-- Dataset content start --

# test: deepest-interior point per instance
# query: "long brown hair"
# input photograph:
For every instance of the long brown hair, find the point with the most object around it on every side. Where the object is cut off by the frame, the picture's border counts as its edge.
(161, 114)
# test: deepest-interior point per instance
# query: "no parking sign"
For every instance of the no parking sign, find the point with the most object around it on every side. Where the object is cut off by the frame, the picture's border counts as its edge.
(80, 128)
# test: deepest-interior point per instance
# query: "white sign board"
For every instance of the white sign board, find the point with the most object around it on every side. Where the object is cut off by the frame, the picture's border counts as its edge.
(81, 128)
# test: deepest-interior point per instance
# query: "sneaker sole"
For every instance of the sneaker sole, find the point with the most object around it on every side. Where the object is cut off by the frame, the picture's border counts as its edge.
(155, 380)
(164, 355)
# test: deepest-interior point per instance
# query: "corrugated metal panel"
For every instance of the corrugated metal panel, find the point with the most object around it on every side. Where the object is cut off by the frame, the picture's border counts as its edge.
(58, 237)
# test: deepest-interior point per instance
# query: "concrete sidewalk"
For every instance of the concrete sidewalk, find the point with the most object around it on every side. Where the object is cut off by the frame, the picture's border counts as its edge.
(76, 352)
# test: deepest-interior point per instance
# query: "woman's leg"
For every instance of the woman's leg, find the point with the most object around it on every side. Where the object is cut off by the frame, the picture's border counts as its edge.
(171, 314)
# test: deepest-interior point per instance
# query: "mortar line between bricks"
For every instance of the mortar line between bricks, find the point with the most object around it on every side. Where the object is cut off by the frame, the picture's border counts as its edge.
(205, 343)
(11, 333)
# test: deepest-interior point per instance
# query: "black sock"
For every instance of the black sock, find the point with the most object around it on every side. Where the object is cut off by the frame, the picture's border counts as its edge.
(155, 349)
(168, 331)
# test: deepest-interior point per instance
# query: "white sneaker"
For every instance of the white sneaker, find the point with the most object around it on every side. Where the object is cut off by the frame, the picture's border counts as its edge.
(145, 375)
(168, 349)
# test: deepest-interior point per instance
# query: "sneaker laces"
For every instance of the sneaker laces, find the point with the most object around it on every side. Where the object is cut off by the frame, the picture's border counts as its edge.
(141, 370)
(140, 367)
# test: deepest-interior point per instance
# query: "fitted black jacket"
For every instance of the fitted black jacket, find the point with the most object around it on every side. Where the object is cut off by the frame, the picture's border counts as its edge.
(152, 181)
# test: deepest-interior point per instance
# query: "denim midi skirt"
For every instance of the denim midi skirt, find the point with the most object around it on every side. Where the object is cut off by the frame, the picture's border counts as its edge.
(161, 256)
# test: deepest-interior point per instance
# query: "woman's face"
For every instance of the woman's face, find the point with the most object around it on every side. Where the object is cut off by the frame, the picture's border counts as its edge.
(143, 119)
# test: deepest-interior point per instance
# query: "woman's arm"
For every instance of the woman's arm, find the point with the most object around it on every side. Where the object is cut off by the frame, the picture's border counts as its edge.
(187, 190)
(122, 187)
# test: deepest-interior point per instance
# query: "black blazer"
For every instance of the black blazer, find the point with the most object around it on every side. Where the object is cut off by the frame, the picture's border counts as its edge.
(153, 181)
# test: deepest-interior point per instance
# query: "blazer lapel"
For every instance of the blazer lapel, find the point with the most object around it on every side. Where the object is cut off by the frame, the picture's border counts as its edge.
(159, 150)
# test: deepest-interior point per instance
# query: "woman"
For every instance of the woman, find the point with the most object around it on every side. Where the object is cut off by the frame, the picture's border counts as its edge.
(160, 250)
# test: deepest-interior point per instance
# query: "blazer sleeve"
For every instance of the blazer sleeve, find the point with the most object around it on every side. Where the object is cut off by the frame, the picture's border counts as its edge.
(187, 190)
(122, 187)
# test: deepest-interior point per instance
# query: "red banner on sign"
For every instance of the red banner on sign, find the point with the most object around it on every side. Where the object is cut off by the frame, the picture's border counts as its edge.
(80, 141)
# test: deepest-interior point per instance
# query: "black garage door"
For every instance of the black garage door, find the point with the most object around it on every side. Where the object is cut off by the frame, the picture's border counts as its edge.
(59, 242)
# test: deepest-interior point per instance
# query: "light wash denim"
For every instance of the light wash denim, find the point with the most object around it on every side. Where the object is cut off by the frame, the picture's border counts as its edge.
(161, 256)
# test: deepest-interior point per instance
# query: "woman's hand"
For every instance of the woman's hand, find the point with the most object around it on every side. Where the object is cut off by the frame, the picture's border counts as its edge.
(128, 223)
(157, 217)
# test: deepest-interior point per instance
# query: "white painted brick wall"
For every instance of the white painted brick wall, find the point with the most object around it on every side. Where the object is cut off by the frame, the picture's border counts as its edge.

-- Dataset content end --

--- Problem to solve ---
Report how many lines in the entries above contain the word "between", counting only matches with the same capitalization. Give the number alone.

--- Written response ---
2